Problem requirements: In the data below, which lines hold "find"? Copy every one.

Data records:
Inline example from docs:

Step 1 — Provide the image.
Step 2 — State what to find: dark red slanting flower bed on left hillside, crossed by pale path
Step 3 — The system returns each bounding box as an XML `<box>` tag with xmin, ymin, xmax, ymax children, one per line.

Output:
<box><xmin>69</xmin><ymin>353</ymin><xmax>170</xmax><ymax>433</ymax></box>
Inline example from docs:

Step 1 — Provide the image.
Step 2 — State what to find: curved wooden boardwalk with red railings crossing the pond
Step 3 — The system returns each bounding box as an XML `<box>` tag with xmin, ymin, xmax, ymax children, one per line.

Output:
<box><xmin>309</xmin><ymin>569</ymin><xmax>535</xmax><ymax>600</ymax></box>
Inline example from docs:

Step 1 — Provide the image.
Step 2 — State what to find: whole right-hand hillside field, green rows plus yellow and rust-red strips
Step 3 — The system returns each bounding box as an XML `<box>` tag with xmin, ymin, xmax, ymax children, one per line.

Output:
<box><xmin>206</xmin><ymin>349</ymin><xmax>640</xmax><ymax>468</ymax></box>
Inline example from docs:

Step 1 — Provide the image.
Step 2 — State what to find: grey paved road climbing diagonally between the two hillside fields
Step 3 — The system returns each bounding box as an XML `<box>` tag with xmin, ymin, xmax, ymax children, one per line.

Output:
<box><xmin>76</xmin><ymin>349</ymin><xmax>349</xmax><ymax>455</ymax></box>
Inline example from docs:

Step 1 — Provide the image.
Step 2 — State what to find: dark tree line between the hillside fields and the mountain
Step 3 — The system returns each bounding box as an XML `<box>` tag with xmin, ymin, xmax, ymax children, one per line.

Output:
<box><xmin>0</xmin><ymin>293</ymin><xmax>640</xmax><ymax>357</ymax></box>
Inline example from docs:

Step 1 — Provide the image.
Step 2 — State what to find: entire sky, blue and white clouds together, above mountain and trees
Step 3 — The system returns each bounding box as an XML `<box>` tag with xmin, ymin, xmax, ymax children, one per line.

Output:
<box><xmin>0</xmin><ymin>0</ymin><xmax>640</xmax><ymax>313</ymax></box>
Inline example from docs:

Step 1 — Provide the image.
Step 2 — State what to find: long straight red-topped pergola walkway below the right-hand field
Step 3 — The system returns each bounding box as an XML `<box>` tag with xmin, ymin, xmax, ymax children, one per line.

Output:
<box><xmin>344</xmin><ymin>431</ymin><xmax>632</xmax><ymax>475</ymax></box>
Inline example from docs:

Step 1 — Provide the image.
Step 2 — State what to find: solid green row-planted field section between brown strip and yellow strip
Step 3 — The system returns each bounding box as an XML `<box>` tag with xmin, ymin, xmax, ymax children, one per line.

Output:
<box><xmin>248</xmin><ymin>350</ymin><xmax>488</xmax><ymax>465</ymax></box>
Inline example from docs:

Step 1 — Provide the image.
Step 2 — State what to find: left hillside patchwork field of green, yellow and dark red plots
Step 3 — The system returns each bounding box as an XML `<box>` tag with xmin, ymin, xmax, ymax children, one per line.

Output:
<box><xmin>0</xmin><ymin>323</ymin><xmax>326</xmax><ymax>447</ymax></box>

Solution for this task:
Step 2 — State what to find: dark red slanting flower bed on left hillside, crossed by pale path
Step 2 — State what to find: curved wooden boardwalk with red railings crossing the pond
Step 2 — State what to find: whole right-hand hillside field, green rows plus yellow and rust-red strips
Step 2 — State what to find: grey paved road climbing diagonally between the two hillside fields
Step 2 — State what to find: dark tree line between the hillside fields and the mountain
Step 2 — State what to find: entire sky, blue and white clouds together, above mountain and trees
Step 2 — State what to find: long straight red-topped pergola walkway below the right-hand field
Step 2 — State what to find: solid green row-planted field section between brown strip and yellow strip
Step 2 — State what to find: left hillside patchwork field of green, yellow and dark red plots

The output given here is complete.